> [THE TASK]
Word for word, reproduce every line of the data below.

<<<<

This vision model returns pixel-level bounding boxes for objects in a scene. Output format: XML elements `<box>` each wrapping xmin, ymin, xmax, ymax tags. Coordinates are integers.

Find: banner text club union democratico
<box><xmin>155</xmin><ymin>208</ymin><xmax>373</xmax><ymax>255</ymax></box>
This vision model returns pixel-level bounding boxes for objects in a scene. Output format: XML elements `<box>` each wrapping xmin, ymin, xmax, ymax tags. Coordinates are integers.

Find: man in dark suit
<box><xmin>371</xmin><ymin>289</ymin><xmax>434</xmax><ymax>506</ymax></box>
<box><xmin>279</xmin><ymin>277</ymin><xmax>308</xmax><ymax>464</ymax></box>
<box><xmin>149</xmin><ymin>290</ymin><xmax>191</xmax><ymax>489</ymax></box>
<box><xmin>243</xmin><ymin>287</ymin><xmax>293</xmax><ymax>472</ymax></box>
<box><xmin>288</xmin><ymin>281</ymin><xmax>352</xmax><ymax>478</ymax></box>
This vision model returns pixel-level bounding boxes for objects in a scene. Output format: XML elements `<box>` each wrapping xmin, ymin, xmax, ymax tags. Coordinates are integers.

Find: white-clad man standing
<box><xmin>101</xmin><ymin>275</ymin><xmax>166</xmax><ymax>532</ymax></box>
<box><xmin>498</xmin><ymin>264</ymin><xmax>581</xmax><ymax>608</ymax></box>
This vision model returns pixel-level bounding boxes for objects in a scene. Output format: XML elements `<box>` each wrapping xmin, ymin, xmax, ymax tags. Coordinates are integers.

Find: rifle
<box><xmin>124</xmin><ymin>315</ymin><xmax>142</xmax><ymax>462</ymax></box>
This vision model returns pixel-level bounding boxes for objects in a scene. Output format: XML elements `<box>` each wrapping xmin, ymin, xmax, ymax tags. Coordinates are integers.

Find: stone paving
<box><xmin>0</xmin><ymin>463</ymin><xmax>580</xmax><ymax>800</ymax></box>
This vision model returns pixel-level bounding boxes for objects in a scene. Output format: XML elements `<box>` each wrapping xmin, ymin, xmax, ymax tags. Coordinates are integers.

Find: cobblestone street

>>>>

> [OUTPUT OF THE EXERCISE]
This vision model returns pixel-level bounding boxes for objects in a scene. Output format: XML elements `<box>` each wrapping xmin, ymin, xmax, ymax tags. Coordinates are integers.

Find: banner text club union democratico
<box><xmin>155</xmin><ymin>208</ymin><xmax>373</xmax><ymax>255</ymax></box>
This vision model returns pixel-level bounding boxes for objects in a scene. Output format: XML elements `<box>` each wrapping xmin, ymin, xmax, ymax tags. Coordinates are integers.

Find: man in dark suit
<box><xmin>371</xmin><ymin>289</ymin><xmax>434</xmax><ymax>506</ymax></box>
<box><xmin>279</xmin><ymin>277</ymin><xmax>308</xmax><ymax>464</ymax></box>
<box><xmin>149</xmin><ymin>290</ymin><xmax>191</xmax><ymax>489</ymax></box>
<box><xmin>243</xmin><ymin>287</ymin><xmax>293</xmax><ymax>472</ymax></box>
<box><xmin>288</xmin><ymin>281</ymin><xmax>352</xmax><ymax>478</ymax></box>
This vision model returns pixel-level bounding boxes for objects in a scene. Output format: XML elements `<box>` each wrapping xmin, ymin, xmax, ymax tags. Coordinates are integers.

Find: white-clad man standing
<box><xmin>101</xmin><ymin>275</ymin><xmax>166</xmax><ymax>532</ymax></box>
<box><xmin>498</xmin><ymin>264</ymin><xmax>581</xmax><ymax>608</ymax></box>
This vision model returns pixel-level bounding boxes for objects in a scene. Output format: XML elements `<box>` each wrapping xmin, ymin, xmax, ymax tags. Coordinates are integers.

Find: rifle
<box><xmin>124</xmin><ymin>315</ymin><xmax>142</xmax><ymax>462</ymax></box>
This vision model returns pixel-level bounding boxes for objects in a scene. Output format: XML elements `<box>` each wrapping xmin, ymin, xmax, ymax tags. Coordinates are integers.

Find: stone paving
<box><xmin>0</xmin><ymin>463</ymin><xmax>580</xmax><ymax>800</ymax></box>
This vision model returns pixel-level bounding boxes for objects in a scene. Output format: XML elements `<box>` each wrapping xmin, ymin, xmax, ymax tags. Coordinates are integers.

Find: cobblestone street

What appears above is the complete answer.